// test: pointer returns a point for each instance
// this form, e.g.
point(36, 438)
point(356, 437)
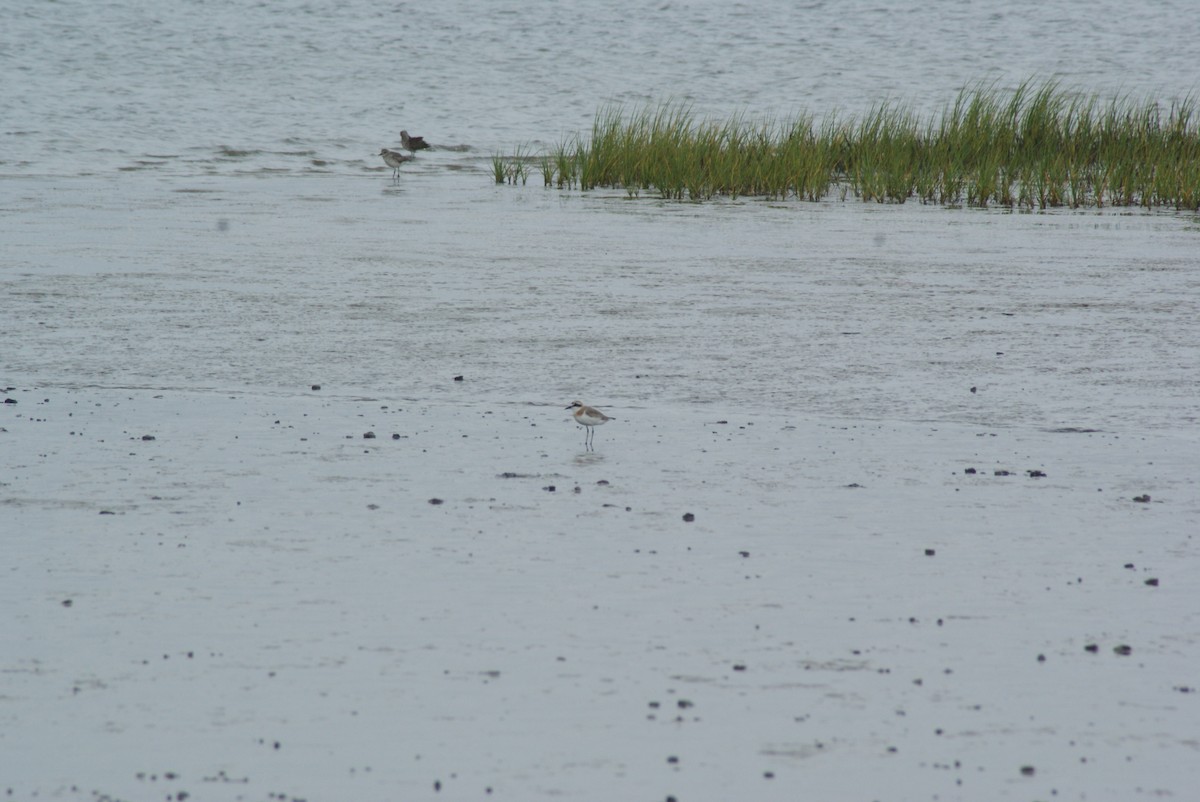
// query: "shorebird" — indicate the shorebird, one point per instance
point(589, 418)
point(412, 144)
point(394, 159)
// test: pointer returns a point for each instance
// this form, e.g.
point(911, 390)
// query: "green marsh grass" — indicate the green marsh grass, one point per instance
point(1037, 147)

==

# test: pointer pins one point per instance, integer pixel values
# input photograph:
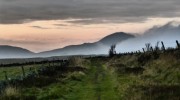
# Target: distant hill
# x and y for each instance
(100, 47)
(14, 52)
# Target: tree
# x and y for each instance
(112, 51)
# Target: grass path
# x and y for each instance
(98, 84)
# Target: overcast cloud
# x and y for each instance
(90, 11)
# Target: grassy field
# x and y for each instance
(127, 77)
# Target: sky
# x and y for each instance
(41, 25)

---

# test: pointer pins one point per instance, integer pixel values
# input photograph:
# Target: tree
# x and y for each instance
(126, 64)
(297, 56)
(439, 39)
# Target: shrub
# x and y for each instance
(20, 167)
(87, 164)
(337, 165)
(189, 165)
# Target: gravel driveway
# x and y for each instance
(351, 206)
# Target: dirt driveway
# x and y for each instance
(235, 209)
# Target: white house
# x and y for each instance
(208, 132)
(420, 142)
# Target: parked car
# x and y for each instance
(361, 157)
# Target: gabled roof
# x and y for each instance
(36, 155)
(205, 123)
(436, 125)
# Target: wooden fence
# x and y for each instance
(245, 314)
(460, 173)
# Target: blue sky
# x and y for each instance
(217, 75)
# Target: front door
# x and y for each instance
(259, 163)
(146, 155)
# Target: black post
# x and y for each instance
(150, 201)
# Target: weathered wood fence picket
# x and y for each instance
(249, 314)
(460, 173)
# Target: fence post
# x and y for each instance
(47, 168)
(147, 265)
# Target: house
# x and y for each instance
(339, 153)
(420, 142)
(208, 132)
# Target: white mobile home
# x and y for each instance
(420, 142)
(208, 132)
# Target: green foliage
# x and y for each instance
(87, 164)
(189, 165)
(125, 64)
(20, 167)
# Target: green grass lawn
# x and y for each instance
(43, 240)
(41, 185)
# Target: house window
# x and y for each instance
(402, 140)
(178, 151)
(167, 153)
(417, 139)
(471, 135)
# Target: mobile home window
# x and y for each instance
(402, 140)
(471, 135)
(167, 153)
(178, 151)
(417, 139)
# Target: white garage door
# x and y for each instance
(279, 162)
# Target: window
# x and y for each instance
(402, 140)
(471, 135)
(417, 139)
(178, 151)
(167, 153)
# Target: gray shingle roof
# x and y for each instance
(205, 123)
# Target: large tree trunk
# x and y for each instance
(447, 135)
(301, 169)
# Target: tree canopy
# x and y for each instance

* _DIRECTIONS_:
Which lines in the data above contain the string "post"? Gather each of them in full, treating uppercase and lowercase letters as different.

* _EXERCISE SOLUTION_:
# Target: black post
# Target: fence post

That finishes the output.